◆ TASK REQUIREMENTS
Your task is to copy each line in the listing that includes the word "nail".

====== EXERCISE DATA ======

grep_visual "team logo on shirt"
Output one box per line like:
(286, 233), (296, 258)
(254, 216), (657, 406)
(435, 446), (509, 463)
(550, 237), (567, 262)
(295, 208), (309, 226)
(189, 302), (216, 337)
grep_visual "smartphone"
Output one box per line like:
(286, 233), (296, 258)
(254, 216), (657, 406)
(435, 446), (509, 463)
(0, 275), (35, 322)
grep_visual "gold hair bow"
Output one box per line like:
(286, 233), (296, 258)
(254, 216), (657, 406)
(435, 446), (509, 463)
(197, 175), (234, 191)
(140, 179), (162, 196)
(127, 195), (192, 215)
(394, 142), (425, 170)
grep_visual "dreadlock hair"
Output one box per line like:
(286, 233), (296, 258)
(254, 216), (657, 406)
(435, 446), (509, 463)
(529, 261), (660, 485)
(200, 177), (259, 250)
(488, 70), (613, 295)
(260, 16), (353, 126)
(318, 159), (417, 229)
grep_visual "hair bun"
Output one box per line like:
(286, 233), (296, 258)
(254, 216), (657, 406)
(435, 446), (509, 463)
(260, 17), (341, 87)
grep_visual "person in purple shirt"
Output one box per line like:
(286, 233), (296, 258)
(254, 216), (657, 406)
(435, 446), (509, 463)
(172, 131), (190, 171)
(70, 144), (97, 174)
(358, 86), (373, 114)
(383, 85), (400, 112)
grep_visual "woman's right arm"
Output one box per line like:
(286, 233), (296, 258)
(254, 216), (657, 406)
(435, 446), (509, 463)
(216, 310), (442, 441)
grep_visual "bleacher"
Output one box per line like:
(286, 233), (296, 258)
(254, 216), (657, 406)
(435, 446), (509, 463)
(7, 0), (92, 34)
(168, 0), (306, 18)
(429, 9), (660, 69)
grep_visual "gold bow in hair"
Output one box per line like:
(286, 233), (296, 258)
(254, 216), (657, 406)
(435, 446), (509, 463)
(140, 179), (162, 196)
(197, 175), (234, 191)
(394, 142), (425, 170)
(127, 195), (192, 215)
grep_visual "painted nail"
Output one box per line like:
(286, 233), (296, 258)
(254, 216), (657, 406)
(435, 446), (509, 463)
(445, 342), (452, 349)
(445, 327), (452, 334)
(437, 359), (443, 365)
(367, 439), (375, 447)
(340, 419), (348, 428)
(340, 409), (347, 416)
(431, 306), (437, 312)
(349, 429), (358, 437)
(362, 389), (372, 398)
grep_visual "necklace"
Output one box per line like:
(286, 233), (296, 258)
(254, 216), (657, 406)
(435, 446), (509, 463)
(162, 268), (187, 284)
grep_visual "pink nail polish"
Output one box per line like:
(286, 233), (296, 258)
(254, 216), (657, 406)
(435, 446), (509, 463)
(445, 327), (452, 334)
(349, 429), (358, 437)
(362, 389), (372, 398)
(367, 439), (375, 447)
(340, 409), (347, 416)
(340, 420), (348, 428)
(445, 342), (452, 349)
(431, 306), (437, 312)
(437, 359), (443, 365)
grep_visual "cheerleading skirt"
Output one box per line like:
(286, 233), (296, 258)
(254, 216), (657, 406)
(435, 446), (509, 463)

======

◆ REPLY
grep_visual "painted nail"
grep_visual "pink nail polish"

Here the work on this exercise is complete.